* _Problem description_: Wherever the word "patient" shows up in the data, report the line it sits in.

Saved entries
*** Begin section ***

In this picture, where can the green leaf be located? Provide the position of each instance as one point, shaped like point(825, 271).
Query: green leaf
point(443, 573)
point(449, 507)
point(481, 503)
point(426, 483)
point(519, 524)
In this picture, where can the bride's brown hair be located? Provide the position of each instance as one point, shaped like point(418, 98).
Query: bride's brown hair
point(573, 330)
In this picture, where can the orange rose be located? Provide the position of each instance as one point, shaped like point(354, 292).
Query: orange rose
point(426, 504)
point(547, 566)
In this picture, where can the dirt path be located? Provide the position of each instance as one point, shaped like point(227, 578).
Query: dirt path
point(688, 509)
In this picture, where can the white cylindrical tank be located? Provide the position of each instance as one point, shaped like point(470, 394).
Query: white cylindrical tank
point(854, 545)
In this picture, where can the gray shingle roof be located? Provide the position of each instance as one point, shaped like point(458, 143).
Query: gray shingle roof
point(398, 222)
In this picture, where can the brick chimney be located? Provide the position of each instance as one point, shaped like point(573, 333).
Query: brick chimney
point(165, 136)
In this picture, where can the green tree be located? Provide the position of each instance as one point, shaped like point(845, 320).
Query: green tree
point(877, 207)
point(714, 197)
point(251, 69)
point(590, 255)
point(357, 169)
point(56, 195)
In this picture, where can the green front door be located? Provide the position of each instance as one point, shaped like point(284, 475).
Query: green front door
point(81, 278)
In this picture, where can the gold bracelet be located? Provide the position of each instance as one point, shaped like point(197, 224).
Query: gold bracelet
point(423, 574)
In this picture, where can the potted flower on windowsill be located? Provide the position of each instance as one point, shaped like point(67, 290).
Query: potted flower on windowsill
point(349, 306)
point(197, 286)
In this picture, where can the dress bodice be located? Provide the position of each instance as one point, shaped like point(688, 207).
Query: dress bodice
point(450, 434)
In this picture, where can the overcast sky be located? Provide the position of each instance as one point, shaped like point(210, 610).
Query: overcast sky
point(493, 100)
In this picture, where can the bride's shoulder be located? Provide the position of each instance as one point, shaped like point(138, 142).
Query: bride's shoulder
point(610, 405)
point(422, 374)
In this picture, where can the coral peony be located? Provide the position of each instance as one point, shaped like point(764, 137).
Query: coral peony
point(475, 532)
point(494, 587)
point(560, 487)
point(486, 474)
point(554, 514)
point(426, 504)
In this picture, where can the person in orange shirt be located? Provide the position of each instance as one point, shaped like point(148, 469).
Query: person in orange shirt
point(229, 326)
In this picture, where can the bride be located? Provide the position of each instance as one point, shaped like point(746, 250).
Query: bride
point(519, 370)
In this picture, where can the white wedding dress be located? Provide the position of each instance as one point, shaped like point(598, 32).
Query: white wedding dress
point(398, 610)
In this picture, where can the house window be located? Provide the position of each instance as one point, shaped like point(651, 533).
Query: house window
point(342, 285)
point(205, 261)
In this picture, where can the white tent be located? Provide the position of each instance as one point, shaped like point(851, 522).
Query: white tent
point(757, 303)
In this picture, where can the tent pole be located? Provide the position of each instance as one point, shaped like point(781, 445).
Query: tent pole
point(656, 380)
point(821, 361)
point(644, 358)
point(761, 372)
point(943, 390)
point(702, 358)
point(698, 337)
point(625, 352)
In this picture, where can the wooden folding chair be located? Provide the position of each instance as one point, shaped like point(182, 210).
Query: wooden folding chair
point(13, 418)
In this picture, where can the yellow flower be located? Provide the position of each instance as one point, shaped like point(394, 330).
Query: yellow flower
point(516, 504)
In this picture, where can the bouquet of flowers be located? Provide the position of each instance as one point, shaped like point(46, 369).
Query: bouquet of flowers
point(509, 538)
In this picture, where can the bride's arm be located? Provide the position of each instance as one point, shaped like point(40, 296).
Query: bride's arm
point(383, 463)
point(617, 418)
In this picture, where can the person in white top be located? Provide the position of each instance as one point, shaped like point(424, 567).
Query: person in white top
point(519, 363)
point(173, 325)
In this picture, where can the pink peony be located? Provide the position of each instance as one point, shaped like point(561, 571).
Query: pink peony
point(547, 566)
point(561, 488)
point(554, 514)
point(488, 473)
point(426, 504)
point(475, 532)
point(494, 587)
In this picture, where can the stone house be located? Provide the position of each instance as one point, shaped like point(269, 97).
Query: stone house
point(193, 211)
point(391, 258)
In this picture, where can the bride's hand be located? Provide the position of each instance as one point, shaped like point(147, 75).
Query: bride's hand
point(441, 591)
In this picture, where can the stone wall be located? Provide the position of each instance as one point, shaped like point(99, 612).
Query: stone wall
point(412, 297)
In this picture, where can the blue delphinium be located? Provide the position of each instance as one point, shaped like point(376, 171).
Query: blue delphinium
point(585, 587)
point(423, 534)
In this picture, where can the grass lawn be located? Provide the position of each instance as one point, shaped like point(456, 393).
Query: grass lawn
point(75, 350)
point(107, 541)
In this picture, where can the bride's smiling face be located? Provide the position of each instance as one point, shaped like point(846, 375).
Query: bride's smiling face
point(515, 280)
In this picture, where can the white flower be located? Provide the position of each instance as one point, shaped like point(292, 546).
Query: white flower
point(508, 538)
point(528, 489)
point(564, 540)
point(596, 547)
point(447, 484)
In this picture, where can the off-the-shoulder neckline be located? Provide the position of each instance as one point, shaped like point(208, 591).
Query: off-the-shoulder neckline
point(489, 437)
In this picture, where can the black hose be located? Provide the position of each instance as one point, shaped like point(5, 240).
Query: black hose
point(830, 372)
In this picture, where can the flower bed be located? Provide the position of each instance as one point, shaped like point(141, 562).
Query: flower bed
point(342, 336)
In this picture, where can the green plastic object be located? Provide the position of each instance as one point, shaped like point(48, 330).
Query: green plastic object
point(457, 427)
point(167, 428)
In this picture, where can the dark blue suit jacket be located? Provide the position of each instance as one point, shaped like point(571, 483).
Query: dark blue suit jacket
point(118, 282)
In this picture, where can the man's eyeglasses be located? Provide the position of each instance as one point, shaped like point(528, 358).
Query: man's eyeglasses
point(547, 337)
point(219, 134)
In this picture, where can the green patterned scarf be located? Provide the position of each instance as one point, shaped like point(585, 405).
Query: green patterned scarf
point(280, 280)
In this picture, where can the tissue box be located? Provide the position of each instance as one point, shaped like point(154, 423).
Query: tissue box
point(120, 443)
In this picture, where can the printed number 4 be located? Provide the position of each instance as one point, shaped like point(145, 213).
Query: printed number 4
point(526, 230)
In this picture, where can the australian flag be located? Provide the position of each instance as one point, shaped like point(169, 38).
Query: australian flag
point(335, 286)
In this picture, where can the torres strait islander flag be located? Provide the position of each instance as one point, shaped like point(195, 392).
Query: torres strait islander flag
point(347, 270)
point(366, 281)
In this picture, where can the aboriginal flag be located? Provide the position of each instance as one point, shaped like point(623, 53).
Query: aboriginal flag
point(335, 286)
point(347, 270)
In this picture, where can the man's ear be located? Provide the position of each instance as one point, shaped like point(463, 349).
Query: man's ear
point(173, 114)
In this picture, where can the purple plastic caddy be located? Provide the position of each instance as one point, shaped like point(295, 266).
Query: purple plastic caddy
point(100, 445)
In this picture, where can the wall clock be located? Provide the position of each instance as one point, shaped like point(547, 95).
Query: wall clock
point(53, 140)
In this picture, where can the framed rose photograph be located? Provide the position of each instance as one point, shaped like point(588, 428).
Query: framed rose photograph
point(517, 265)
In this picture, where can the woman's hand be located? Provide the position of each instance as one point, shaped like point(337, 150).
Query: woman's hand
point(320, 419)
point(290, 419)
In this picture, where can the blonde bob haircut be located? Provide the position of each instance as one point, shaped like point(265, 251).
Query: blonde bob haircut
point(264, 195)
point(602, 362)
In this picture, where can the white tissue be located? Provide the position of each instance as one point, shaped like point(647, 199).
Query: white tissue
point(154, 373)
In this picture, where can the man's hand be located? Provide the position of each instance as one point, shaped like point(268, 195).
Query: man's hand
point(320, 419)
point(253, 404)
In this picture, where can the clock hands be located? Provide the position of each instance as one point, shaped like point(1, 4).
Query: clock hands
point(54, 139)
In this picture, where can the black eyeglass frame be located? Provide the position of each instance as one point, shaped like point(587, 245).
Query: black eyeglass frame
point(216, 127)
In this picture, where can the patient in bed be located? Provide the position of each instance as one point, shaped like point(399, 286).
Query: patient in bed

*** End section ***

* _Result of the exercise_:
In this picture, where can the patient in bed be located? Provide the position of each instance as one point, shaped like point(399, 286).
Query: patient in bed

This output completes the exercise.